• TASKS AND EXERCISES:
1. According to the Sheffield brass foundry article, in what year was the firm bought by Europa Engineering?
2. Please continue the Sheffield brass foundry article from its final sentence.

• PAGE EXCERPT:
+ + +

Where there’s Brass Founders there’s muck, dust and flames - and bollards, benches and Walk of Fame plaques.
The Burngreave firm helps give Sheffield city centre its character, it made 100 pieces of ‘street furniture’ including the giant pebbles in Tudor Square and all the pavement-set plaques outside the town hall celebrating Sheffield heroes such as Jess Ennis.
The company, founded by the Buxton family in 1919, was bought by Europa Engineering in 2005. Today it employs 17, at Gower Works on Carlisle Street, casting products in brass, bronze, aluminium, cast iron and ‘white metal’, a mix of tin and lead.
Owner Paul Cheetham said: “It’s exciting, actually making something is a very rewarding aspect of this job. It’s a tough, harsh and traditional job done by Sheffield hard men.”
Brass is 80 per cent of business but it doesn’t come cheap, it is more than twice the price of steel. And the foundry business is in decline, partly due to mass-produced competition from China.
But bosses have turned the situation to their advantage.
In recent years Brass Founders has snapped up the assets, and in some cases people, of rivals that have gone bust including J Youle & Co of Rotherham in 2012, the foundry business of Thos Broadbent in Huddersfield and JT Barker and Sons in Leeds.
Combined with expertise in managing businesses in decline, and the backing of the wider Europa Engineering group, the firm is going strong.
Paul added: “We are focusing on bespoke, that’s how we will survive. One of these days we will be the last chip shop in town and we can charge what we like.

+ + +

• EXTRACTED MATERIAL:
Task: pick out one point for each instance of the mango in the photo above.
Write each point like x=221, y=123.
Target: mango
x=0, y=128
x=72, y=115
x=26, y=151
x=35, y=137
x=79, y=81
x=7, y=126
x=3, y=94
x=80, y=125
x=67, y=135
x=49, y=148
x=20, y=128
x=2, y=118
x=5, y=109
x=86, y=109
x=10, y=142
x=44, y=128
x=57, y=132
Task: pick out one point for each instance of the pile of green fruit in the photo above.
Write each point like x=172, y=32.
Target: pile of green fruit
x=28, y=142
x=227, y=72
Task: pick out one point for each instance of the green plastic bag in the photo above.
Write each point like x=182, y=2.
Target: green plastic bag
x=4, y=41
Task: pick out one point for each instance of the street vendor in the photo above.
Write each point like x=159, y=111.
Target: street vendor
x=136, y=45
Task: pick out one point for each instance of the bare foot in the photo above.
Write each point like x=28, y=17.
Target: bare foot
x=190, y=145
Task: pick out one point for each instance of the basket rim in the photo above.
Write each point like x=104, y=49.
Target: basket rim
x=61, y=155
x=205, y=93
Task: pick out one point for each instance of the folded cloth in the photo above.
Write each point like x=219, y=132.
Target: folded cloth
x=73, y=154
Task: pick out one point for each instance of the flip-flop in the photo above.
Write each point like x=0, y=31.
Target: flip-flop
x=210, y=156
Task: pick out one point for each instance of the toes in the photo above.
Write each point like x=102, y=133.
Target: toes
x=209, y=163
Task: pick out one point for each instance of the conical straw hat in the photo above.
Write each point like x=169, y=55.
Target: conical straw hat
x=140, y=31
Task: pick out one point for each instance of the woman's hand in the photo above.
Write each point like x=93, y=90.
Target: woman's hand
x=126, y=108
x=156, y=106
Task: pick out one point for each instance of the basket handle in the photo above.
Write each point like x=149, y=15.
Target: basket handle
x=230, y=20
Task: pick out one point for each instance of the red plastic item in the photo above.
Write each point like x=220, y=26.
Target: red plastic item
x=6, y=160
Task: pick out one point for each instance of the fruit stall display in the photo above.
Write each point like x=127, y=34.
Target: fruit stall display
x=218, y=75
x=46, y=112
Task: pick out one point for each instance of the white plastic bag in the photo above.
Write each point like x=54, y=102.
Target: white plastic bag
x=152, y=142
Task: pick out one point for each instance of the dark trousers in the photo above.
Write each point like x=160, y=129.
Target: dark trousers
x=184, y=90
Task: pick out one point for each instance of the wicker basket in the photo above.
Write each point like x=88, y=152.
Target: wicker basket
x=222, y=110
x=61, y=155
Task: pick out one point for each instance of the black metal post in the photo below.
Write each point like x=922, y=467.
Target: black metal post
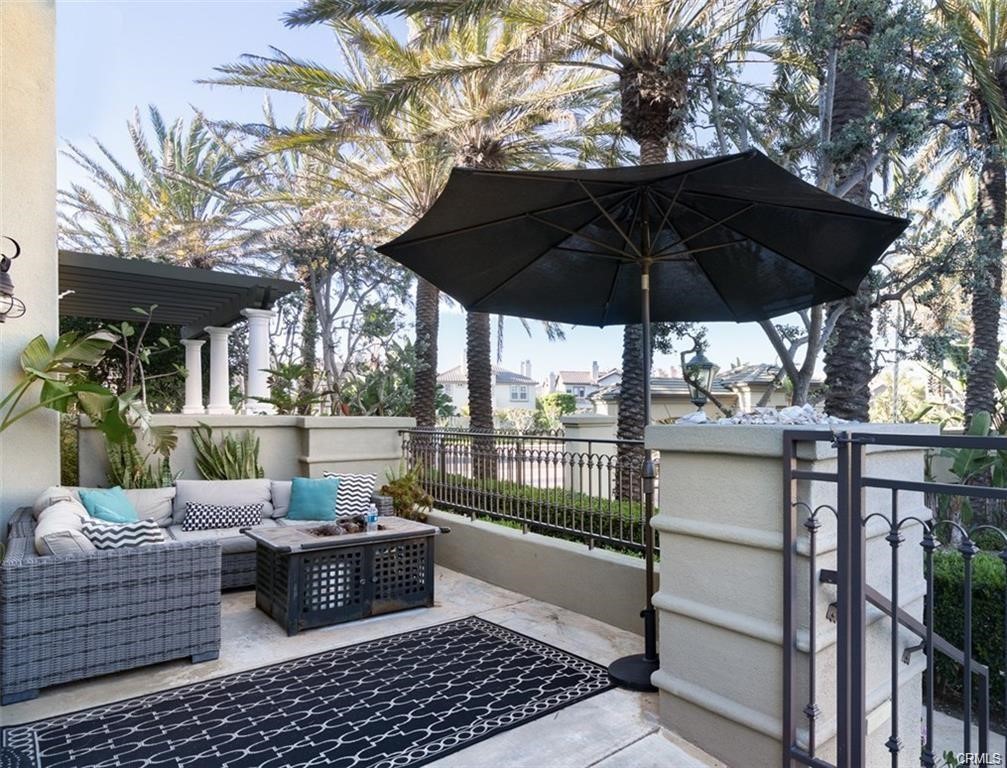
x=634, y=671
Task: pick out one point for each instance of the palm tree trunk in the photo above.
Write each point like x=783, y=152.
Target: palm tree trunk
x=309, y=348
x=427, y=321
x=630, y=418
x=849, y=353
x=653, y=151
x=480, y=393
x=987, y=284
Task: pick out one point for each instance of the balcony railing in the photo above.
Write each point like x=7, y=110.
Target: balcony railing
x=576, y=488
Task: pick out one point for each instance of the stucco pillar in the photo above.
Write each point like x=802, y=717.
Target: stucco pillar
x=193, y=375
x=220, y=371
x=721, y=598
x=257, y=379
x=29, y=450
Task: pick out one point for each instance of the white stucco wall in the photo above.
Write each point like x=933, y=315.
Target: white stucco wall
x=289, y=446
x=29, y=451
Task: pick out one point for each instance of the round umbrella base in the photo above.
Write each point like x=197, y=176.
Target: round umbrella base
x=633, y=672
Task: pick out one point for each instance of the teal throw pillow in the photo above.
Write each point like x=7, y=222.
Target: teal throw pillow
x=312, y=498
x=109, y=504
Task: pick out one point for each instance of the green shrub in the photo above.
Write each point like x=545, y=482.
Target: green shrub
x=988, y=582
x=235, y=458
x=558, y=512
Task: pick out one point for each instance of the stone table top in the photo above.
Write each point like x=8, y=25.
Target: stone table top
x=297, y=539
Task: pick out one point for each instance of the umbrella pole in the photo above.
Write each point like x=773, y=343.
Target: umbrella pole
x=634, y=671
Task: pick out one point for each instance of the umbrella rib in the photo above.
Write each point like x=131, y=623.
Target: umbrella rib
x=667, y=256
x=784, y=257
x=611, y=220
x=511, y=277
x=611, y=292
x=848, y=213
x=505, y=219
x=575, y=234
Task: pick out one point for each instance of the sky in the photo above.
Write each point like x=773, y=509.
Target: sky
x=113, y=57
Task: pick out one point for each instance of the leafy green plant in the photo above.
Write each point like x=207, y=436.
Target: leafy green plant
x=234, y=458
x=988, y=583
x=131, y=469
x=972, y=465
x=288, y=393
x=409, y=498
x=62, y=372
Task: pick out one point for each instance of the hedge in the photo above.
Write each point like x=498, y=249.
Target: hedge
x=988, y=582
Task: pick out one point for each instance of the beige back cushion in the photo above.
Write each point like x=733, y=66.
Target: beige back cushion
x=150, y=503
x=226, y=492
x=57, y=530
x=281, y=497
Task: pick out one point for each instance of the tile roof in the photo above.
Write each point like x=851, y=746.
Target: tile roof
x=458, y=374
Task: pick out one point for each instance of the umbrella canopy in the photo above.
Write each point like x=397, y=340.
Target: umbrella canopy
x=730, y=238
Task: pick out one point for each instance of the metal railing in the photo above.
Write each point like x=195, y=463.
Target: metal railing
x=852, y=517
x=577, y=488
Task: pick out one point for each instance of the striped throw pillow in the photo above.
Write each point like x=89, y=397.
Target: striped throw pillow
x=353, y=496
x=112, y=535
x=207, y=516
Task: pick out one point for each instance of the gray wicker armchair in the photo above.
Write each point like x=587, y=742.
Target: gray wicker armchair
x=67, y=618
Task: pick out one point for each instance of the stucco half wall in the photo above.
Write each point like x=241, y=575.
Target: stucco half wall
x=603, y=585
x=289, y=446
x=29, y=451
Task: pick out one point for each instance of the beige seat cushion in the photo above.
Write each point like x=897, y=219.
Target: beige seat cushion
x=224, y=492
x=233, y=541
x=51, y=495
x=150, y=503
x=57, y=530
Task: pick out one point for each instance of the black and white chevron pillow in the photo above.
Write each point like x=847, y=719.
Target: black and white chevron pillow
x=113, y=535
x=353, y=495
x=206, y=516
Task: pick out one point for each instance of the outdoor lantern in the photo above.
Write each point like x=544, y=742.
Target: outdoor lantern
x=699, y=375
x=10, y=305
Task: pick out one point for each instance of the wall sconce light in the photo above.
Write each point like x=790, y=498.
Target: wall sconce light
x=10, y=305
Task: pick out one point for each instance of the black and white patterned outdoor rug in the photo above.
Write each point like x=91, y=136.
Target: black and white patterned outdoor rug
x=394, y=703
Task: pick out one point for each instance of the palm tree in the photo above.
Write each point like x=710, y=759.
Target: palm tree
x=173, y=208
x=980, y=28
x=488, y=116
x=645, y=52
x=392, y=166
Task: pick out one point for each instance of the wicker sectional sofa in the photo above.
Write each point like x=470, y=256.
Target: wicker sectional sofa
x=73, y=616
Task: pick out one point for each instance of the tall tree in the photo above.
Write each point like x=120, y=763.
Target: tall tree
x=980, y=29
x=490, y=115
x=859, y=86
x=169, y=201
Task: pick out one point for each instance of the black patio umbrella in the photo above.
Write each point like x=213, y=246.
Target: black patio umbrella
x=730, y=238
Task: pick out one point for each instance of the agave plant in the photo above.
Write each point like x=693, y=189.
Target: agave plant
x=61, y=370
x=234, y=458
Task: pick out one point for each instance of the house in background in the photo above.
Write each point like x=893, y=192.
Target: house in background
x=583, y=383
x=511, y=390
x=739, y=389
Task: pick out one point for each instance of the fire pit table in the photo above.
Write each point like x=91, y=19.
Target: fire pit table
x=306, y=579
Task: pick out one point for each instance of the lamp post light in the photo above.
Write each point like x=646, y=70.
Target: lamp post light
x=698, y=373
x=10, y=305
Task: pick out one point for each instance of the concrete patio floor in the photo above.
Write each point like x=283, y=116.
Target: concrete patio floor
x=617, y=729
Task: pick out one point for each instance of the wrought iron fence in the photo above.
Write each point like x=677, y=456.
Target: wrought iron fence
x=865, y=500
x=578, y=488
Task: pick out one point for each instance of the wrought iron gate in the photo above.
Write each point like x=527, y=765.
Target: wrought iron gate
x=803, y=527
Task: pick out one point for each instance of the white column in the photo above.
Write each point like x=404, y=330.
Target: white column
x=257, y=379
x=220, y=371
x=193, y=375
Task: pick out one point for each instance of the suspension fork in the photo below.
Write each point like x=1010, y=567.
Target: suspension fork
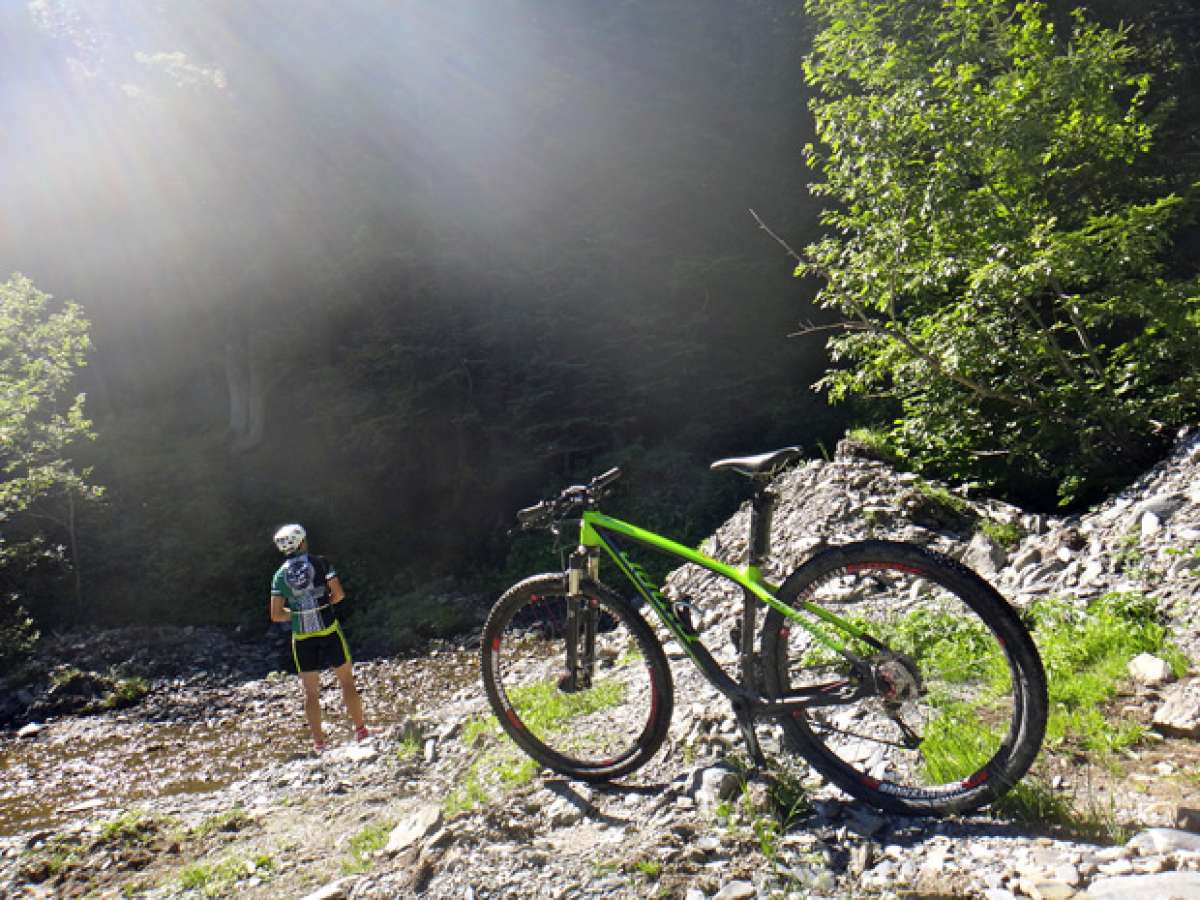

+ + +

• ANSWERS FOR THIS EXERCISE:
1. 2005

2.
“People are busy fools a lot of the time. I have a good eye for that, not to make people redundant but to refocus them. Once people have gone and become a happy greeter at B&Q you can’t get them back.
“You have to bring heart to the business. People feed off that, employees like to feel you have the passion.”
As with so many Sheffield manufacturing firms a humble exterior gives no hint of the drama inside.
But the shop floor is a hive of activity where crucibles are heated with blow torches, as electric furnaces melt up to a tonne of brass. Nearby, Allan Robinson is pouring molten aluminium into sand moulds. And just yards away several men are using grinders to ‘fettle’ sharp edges off finished casts.
Managing director Paul Beckett, aged 30, said left a career in accountancy to become boss.
He said: “Even now, after two years, watching 800 kilos of molten brass being poured from a ladle into a mould, while the foundrymen speak their own language, is brilliant.”
Paul’s daughter Ella Cheetham, aged 18, is the group’s business development manager.
She said: “Among my friends there’s only me that wears steel toe cap boots.
“I’m the one per cent in my school who didn’t go to university, but working in an office doesn’t appeal. I think my friends are a little bit jealous.
“And I like driving round Sheffield thinking ‘we made that’.”
As well as weathering beautifully, brass has many useful properties.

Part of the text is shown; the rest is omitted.